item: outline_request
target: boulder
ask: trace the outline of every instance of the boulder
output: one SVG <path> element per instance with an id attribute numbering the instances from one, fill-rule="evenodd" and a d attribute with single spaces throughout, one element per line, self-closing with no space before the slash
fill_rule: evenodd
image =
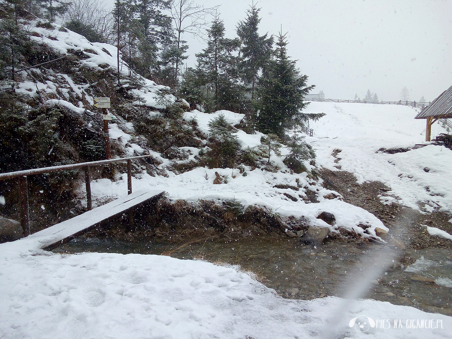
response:
<path id="1" fill-rule="evenodd" d="M 296 233 L 295 233 L 294 232 L 292 232 L 290 230 L 287 230 L 287 231 L 286 231 L 286 234 L 287 234 L 287 235 L 290 236 L 291 238 L 296 238 L 297 236 Z"/>
<path id="2" fill-rule="evenodd" d="M 429 284 L 435 283 L 435 281 L 431 278 L 428 278 L 427 277 L 422 277 L 419 275 L 413 276 L 411 277 L 411 280 L 414 281 L 420 281 L 422 282 L 428 282 Z"/>
<path id="3" fill-rule="evenodd" d="M 386 239 L 388 236 L 388 231 L 380 227 L 376 227 L 375 234 L 377 236 L 379 236 L 382 239 Z"/>
<path id="4" fill-rule="evenodd" d="M 303 237 L 303 242 L 320 244 L 323 242 L 330 234 L 330 229 L 320 226 L 311 226 Z"/>
<path id="5" fill-rule="evenodd" d="M 20 239 L 24 235 L 20 223 L 0 217 L 0 243 Z"/>
<path id="6" fill-rule="evenodd" d="M 330 225 L 334 225 L 336 222 L 336 218 L 334 217 L 334 215 L 328 212 L 322 212 L 317 216 L 317 218 L 323 220 L 327 224 Z"/>
<path id="7" fill-rule="evenodd" d="M 223 184 L 223 179 L 221 177 L 221 175 L 218 174 L 218 172 L 215 172 L 215 179 L 213 179 L 214 185 L 218 185 L 220 184 Z"/>
<path id="8" fill-rule="evenodd" d="M 285 195 L 286 197 L 287 197 L 288 198 L 289 198 L 292 201 L 298 201 L 298 199 L 297 199 L 295 197 L 293 197 L 293 196 L 291 195 L 288 193 L 283 193 L 283 194 L 284 195 Z"/>
<path id="9" fill-rule="evenodd" d="M 305 235 L 305 231 L 302 230 L 297 231 L 297 236 L 300 238 Z"/>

..........

■ Task directions ■
Update the rows from the start through the line with "223 184 L 223", changing "boulder" to "rock" and leaving everything else the same. Omit the pictures from your answer.

■ Problem solution ■
item: outline_request
target: rock
ask: trace the outline of every instance of the rock
output: one SVG <path> element per instance with an id attribute numbering the instances from one, fill-rule="evenodd" and a d attribute with single spaces throughout, one element per line, self-closing with no space before the slash
fill_rule: evenodd
image =
response:
<path id="1" fill-rule="evenodd" d="M 296 233 L 295 233 L 294 232 L 292 232 L 290 230 L 287 230 L 287 231 L 286 231 L 286 234 L 287 234 L 287 235 L 290 236 L 291 238 L 296 238 L 297 236 Z"/>
<path id="2" fill-rule="evenodd" d="M 429 284 L 435 283 L 435 281 L 431 278 L 428 278 L 427 277 L 422 277 L 419 275 L 413 276 L 411 277 L 411 280 L 414 281 L 420 281 L 422 282 L 428 282 Z"/>
<path id="3" fill-rule="evenodd" d="M 386 239 L 388 236 L 388 231 L 380 227 L 376 227 L 375 234 L 377 236 L 379 236 L 382 239 Z"/>
<path id="4" fill-rule="evenodd" d="M 303 237 L 303 242 L 320 244 L 323 242 L 330 234 L 330 229 L 320 226 L 311 226 Z"/>
<path id="5" fill-rule="evenodd" d="M 20 239 L 24 235 L 20 223 L 0 217 L 0 243 Z"/>
<path id="6" fill-rule="evenodd" d="M 330 225 L 334 225 L 336 222 L 336 218 L 334 217 L 334 215 L 328 212 L 322 212 L 317 216 L 317 218 L 323 220 L 327 224 Z"/>
<path id="7" fill-rule="evenodd" d="M 223 184 L 223 179 L 221 177 L 221 175 L 218 174 L 218 172 L 215 172 L 215 179 L 213 179 L 214 185 L 218 185 L 220 184 Z"/>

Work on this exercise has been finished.